TO DO
Give the number of lines in this listing that contain the word "boot", and nothing else.

======== MATERIAL FOR THIS TASK ========

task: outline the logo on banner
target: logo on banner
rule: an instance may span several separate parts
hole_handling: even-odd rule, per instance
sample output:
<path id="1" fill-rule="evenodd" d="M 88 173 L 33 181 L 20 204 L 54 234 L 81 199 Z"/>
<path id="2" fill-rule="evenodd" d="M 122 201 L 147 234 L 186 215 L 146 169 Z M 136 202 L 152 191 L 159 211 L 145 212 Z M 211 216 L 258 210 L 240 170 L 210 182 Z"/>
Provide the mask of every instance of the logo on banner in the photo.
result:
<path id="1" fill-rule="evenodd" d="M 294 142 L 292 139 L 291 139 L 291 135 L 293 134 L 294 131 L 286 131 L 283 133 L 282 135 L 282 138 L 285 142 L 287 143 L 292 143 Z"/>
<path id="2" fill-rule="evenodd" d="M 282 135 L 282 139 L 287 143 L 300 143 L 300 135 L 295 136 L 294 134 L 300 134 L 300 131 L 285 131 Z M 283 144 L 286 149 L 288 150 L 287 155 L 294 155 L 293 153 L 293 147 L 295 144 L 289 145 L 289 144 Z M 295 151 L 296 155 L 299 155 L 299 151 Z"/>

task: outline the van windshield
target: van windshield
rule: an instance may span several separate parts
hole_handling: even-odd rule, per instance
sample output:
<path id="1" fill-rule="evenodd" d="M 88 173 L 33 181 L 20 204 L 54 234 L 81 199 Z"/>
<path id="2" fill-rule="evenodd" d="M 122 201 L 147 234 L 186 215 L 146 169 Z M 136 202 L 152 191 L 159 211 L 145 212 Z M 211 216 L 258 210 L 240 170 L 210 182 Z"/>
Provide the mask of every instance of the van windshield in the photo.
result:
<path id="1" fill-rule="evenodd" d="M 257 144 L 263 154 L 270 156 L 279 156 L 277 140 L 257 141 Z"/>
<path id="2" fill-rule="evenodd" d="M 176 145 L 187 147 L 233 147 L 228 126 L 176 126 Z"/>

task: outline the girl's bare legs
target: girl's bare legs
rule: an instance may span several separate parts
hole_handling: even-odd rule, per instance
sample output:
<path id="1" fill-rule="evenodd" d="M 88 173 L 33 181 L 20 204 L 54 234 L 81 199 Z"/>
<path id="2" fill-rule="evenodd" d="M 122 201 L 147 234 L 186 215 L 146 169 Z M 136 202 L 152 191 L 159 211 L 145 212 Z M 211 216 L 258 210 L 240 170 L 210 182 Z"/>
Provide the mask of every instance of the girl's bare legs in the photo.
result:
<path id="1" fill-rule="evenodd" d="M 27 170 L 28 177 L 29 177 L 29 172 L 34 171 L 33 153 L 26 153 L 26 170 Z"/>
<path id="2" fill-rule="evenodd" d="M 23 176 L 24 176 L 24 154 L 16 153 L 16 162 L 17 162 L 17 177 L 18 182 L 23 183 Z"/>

========
======== MATERIAL FOR THIS TASK ========

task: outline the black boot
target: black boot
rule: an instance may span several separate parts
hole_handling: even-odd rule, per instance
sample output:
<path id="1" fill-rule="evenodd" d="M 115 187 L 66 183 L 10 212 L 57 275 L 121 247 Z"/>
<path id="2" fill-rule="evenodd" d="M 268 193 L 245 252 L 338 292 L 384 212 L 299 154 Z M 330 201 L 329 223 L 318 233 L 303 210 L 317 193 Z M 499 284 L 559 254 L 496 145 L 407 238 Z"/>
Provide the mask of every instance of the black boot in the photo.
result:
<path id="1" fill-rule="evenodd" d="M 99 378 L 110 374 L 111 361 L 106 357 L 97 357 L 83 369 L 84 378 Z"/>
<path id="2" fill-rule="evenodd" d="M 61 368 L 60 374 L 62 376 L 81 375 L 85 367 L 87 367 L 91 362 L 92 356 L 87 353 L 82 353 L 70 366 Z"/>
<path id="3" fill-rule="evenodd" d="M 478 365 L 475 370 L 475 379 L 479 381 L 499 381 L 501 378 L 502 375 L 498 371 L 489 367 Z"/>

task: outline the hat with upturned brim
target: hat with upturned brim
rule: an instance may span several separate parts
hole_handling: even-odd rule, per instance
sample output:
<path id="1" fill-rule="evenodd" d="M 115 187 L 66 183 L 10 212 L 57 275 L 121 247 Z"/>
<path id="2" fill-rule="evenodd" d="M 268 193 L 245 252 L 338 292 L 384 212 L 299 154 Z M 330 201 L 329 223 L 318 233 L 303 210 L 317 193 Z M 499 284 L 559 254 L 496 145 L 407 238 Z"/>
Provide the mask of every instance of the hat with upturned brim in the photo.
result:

========

OUTPUT FOR THIS EXERCISE
3